SELECTION:
Mr De Souza’s strict reading of s 84A(9)(a)(i) misses the meaning and intent of the statutory provision. Andrew Ang J in Tsai Jean v Har Mee Lee [2009] 2 SLR(R) observed (at [24]) that a strict and literal interpretation of the sub-section in question would render it unworkable. I agree with Ang J’s observation. Furthermore, the Court of Appeal in Ng Eng Ghee v Mamata Kapildev Dave [2009] 3 SLR(R) 109 (“Horizon Towers”) at [133] has ruled that the duty of “good faith” under s 84A(9)(a)(i) requires the CSC to discharge its statutory, contractual and equitable functions and duties faithfully and conscientiously, and to hold an even hand between the consenting and the objecting owners in the sale process. In short, the CSC has to discharge its duty of good faith in five (non-exhaustive) areas in relation to the entire collective sale process. The Court of Appeal in Chua Choon Cheng v Allgreen Properties Ltd [2009] 3 SLR(R) 724 (“Allgreen”) took the opportunity to summarise the five areas in question (at [85]):

To recapitulate, the duty of good faith requires the [CSC] to discharge its duties in good faith in five specific areas, including but not limited to (a) the duty of loyalty or fidelity; (b) the duty of even-handedness; (c) the duty to avoid any conflict of interest; (d) the duty to make full disclosure of relevant information; and (e) the duty to act with conscientiousness.

By s 84A(9)(a)(i) and in the context of this case, the court has to take into consideration the fact that the sale price of $33m for the lots and the common property in the strata title plan was below the reserve price of $34m; and that at the time the offer of $33m was made on 19 July 2012 and even up to 23 July 2012, there was still no requisite 80% consent for a collective sale at the below reserve price of $33m. As such, this court has to consider how the 80% threshold for a collective sale at the sale price of $33m was eventually obtained.

In doing so, this court has to take note that RH West Coast Pte Ltd’s (“RH West Coast”) offer of $33m was received on 19 July 2012 which was one week before expiry of the ten-week window to proceed with a collective sale by private treaty (see Third Schedule to LTSA para 11(3)); that there was a rush to get the Supplementary Agreement signed by the subsidiary proprietors (who had earlier signed the Collective Sale Agreement (“CSA”)) before 25 July 2012 (which was the last day for the CSC to sign the sale and purchase agreement with RH West Coast); and that even though the subsidiary proprietors who had earlier signed the CSA agreed to sign the Supplemental Agreement consenting to a collective sale below the reserve price, the 80% threshold had still not been met on 23 July 2012 which was the date of the general meeting. In determining whether the transaction was in good faith, the court has to also consider the circumstances which led to an agreement to pay the Hans the sum of $200,000 as a condition for their signatures on the CSA and the Supplemental Agreement. Mr N K Rajarh (“Mr Rajarh”) stated in his 2nd Affidavit (at para 24) that “the objective of the offer was to obtain the requisite 80% and the Additional Payment was a fixed amount [of $200,000], the payment would be made to the subsidiary proprietor(s) of the 1st unit that signed the CSA and the Supplemental Agreement so that the 80% would be achieved.” Mr Rajarh confirmed in cross-examination that the offer of $200,000 was only made to the Hans. I digress to mention for completeness that Mr Rajarh was cross-examined instead of Mr Han after Mr De Souza advised that he could not contact Mr Han to take the stand on 8 March 2013.

EXCERPTED RECORDS:
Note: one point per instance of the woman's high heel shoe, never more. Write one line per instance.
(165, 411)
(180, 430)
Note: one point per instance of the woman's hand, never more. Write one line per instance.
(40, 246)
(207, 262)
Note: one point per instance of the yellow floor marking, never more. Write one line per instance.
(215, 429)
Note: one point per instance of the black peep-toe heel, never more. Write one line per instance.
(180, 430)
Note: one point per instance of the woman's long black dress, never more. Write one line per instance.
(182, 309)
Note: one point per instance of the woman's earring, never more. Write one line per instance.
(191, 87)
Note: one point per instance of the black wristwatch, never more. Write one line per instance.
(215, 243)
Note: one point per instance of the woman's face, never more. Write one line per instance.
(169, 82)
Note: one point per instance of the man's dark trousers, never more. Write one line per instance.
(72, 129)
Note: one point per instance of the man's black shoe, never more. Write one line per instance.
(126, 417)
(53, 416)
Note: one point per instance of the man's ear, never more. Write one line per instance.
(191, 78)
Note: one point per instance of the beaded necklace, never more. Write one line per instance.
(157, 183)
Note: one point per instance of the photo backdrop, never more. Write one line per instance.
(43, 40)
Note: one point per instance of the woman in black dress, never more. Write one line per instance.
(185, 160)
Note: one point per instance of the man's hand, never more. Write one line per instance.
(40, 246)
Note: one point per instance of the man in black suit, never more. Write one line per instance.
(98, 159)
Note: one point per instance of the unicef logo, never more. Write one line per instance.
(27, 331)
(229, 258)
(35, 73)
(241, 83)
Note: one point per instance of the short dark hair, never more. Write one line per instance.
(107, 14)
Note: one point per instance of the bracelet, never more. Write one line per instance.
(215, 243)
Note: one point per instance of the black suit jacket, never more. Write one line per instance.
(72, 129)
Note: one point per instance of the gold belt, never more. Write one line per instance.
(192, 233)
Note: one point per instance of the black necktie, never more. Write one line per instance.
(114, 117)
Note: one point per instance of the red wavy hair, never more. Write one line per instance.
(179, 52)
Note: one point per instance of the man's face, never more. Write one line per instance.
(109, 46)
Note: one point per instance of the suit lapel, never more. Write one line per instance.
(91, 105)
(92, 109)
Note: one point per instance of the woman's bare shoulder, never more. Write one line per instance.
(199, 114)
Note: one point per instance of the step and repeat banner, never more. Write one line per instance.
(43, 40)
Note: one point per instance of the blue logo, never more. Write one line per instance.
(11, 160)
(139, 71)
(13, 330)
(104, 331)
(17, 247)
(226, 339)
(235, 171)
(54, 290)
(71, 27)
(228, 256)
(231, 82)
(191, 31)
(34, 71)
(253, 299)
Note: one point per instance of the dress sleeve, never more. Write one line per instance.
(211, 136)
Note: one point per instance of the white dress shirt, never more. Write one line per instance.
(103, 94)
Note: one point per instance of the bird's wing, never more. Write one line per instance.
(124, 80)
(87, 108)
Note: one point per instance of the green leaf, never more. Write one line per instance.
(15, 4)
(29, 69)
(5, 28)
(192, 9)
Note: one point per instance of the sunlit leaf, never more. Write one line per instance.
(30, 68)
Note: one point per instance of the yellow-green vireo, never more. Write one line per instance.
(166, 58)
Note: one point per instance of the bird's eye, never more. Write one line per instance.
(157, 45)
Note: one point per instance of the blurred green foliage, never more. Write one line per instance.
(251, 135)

WHAT IS EXPECTED: Continue the judgment excerpt on the collective sale's good faith, picking up after its final sentence.

SOLVED EXERCISE:
The LTSA does not specify precisely what it is about the sale price the court should take into account under s 84(9)(a)(i)(A). However, the approach as described earlier (see [9] and [10]) above is not dissimilar to the approach taken by the STB in Horizon Towers and approved by the Court of Appeal in Horizon Towers at [129] and [130] of that decision.

I must emphasise that the true discourse in this case centres on the collective sale process. As such, the entire collective sale process has to be scrutinised.

This leads me to the CSC’s refusal to provide a copy of the Contribution Agreement to the defendants. Mr De Souza argued that the Contribution Agreement was not an agreement signed by the CSC. He stated in his written submissions that it was signed by several majority subsidiary proprietors who had voluntarily agreed to contribute a portion of their sale proceeds on legal completion to incentivize the Hans to sign the CSA and the Supplementary Agreement (see para 15 of the plaintiffs’ submissions). Mr Rajarh confirmed in his 2nd Affidavit (at para 31) that the plaintiffs’ refusal to disclose the Contribution Agreement (he called it the “Compensation Agreement” in his affidavit) was because it was a private arrangement between the contributing owners and the Hans, and, as such, the defendants were not entitled to see it.

This court ordered Mr Rajarh to disclose the Contribution Agreement on 8 March 2013 in the course of his cross-examination. I must point out that up to that point in time, the defendants were only aware that the consenting owners were willing to contribute the additional payment of $200,000 and their respective lawyers were asking for sight of a copy of the agreement including the names of the contributors. All the while the defendants were labouring under the impression that the contributing owners had contracted to pay the Hans. This was not the case. Following the direction to disclose the Contribution Agreement, a second...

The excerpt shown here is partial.